(EXERCISE DATA begins)

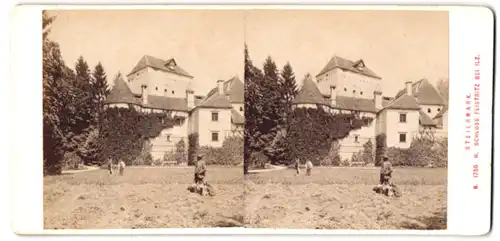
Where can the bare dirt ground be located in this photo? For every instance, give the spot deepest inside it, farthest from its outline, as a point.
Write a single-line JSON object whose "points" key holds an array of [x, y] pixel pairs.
{"points": [[342, 198], [142, 198]]}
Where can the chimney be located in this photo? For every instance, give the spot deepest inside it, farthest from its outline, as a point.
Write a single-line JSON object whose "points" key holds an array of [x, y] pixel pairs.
{"points": [[377, 99], [408, 88], [333, 95], [144, 94], [220, 85], [190, 98]]}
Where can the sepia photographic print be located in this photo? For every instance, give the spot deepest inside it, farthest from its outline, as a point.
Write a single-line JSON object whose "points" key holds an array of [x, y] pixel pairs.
{"points": [[143, 119], [346, 119], [258, 120]]}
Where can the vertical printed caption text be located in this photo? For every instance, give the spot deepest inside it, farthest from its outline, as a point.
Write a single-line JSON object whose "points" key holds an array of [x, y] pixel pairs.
{"points": [[472, 121]]}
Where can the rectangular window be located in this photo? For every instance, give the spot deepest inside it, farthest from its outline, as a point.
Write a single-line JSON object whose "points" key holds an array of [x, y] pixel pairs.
{"points": [[215, 116], [402, 137], [215, 136], [402, 117]]}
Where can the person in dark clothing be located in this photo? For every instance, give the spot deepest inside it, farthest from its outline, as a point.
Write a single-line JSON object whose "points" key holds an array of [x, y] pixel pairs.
{"points": [[110, 166], [386, 171], [199, 170], [297, 168]]}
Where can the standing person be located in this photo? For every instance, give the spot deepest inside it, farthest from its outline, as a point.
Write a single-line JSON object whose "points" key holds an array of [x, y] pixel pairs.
{"points": [[110, 167], [386, 171], [199, 170], [121, 165], [297, 164], [309, 166]]}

(EXERCISE DATA ends)

WHAT YOU NEED TO DO: Each record should be printed exactly as it appears, leaving the pictures out.

SOLUTION FOR THIS EXERCISE:
Where can the bare dirt ground be located in this photo? For every instance, give the spot deepest inside it, farthest from its outline, as a point.
Write a single-line JSON object whose "points" key holds an array of [x, y] pixel pairs.
{"points": [[342, 198], [142, 198]]}
Where can the chimney be located in this photo? For every instance, give the spot deepest inside it, farthest from its outline, as a point.
Write a single-line JSON object whose "points" key holds an array of [x, y] pixel pairs.
{"points": [[377, 99], [408, 88], [333, 95], [144, 94], [220, 85], [190, 98]]}
Where can the sepia photographic print be located in this photo? For every instance, give the spot deepest inside it, farthest from its outline, as a point.
Write a single-line JSON object whose "points" key holds an array of [x, y] pixel pairs.
{"points": [[143, 119], [346, 119], [258, 120]]}
Where can the vertical printed caption text be located in this photo? For every instance, give the spot deepest inside it, farthest from its outline, as a point.
Write a single-line JSON object whose "points" key holds an array of [x, y] pixel pairs.
{"points": [[472, 121]]}
Where can the rectangular window be located in this photo? For every instance, give the spot deepest inside it, farthest from its outline, as a point.
Write a single-line JSON object whose "points" key holds an array of [x, y] pixel pairs.
{"points": [[215, 116], [402, 137], [215, 136], [402, 117]]}
Where can the person in dark clothing be located in this photo? For every instance, give the spot deepest inside it, farthest from its outline, as a point.
Write a single-line JSON object whose "points" key holds an array of [x, y] pixel pairs.
{"points": [[110, 166], [386, 171], [199, 170], [297, 168]]}
Where can the standing person be located in this photo? For every instance, give the spot deepest inside it, farthest from its outline, as a point.
Write a single-line JSON object whose "points" key holds an array of [x, y] pixel pairs.
{"points": [[110, 167], [386, 171], [199, 170], [121, 165], [297, 164], [309, 166]]}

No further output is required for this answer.